[Natural language region descriptions]
------------------------------------------------------------
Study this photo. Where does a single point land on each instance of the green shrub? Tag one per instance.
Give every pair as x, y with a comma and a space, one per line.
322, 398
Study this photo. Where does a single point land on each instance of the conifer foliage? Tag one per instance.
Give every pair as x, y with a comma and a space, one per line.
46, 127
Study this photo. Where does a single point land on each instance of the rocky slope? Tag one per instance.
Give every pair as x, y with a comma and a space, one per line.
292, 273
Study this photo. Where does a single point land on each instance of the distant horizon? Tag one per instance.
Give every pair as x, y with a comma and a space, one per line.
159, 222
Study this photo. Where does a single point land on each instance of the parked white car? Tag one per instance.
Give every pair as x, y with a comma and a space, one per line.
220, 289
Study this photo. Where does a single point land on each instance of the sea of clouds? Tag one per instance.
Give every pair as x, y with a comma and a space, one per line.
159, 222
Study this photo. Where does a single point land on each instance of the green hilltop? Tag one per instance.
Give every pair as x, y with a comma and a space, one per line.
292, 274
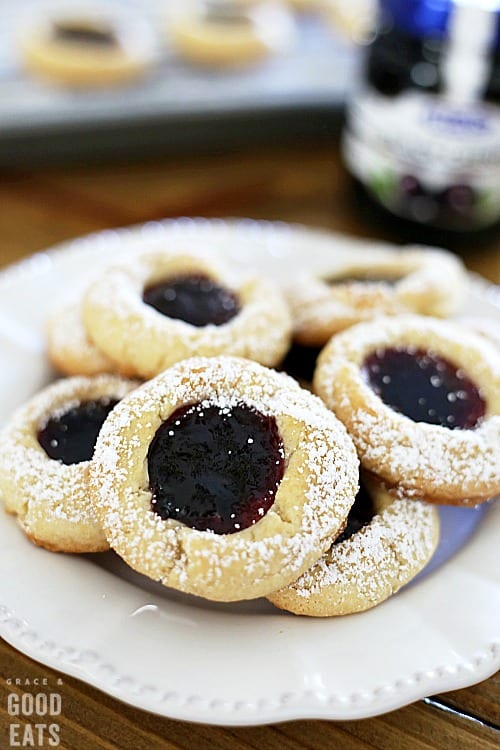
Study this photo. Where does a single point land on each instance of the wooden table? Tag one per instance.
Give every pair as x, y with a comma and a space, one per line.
304, 184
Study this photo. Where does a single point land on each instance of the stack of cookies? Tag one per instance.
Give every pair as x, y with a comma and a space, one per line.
180, 441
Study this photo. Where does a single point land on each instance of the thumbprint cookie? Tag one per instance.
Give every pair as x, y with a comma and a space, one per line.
88, 49
222, 478
45, 452
225, 33
421, 399
163, 307
386, 542
69, 348
375, 281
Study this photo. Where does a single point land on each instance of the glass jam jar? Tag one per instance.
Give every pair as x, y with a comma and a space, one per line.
423, 132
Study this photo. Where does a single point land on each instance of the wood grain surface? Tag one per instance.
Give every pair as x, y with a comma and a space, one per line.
302, 184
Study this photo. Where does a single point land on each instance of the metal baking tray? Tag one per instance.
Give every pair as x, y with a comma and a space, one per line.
297, 94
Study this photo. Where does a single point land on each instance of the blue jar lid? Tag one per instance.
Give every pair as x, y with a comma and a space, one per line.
424, 18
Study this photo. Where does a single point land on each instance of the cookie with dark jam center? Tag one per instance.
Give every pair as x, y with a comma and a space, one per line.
425, 387
360, 515
71, 437
80, 33
195, 298
214, 468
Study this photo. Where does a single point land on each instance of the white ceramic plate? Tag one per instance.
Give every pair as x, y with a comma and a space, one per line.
93, 618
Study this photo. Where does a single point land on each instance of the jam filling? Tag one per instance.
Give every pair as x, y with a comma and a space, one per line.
194, 298
215, 468
300, 362
425, 387
71, 437
76, 33
360, 515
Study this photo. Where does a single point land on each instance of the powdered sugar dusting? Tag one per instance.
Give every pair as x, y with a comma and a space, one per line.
50, 498
369, 566
422, 458
311, 503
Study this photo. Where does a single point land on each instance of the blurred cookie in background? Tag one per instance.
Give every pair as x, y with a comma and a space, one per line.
229, 33
88, 45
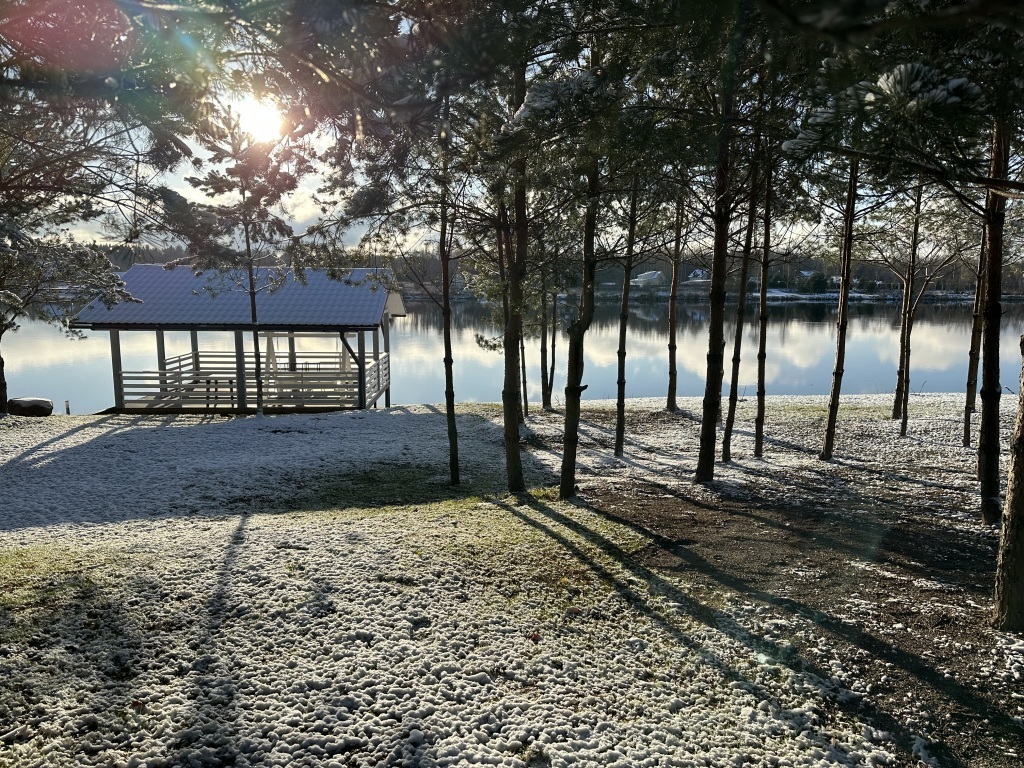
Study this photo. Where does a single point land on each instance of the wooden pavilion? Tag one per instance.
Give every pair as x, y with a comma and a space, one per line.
355, 311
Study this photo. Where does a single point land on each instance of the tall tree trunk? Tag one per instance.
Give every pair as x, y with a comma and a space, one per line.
974, 355
849, 214
677, 251
444, 244
759, 419
988, 439
554, 338
905, 406
737, 340
516, 273
624, 318
254, 318
3, 385
716, 333
522, 366
545, 389
1009, 614
577, 334
902, 369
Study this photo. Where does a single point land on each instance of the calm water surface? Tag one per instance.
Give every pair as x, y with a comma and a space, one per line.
41, 361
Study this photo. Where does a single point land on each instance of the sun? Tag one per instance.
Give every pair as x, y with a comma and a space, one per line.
260, 120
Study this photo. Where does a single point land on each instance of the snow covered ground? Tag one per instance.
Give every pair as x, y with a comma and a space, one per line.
305, 591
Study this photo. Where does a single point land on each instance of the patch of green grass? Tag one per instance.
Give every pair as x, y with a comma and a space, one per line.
383, 485
37, 584
32, 577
------------------------------------------------------------
Activity
Please, from the entries above, set down exactly the lines from the one containing "cookie? Tag one per instance." through the one containing "filling? Tag one per instance.", and only those.

Response area
Study this photo. Where does a single point land on each instance of the thumbprint cookie? Tag one per instance.
Give every pair as x, y with a comma and a space, one per line.
88, 49
222, 478
45, 452
225, 33
421, 399
163, 307
386, 542
69, 348
375, 281
Study this photo. Where does a single point land on each instance of the glass jam jar? Tag one per instance.
Give every pair as x, y with a comma and a space, one per line.
423, 132
Study this photo. Where does a single point land on each instance of the wood grain surface? Tag one per instance.
Give every pair as x, y with a comma and a space, one per line.
302, 184
Study this photo. Where does a single point land on each instance of the metal baking tray? Tag one per instance.
Give every pair as x, y with a comma and a space, one per line.
297, 94
Study this photo. Where does a single point land on each instance of the blue jar lid? Tag one per instance.
Give every pair as x, y with a comma and a space, one per line.
424, 18
Study this photo. Where does a single point land on each instance of the cookie with dark jam center? Tag one per instance.
Give every pair as x, y with a comma and a space, one per line.
425, 387
360, 515
71, 437
80, 33
195, 298
214, 468
Study this photo. Where does a single point land on each instance of the white ceramic plate? Tag one per instance.
Give every pair as x, y with a comma and a space, one per line.
93, 618
Study this photo. Where does a single point land on each instance of the jam filling? Tag one per instance.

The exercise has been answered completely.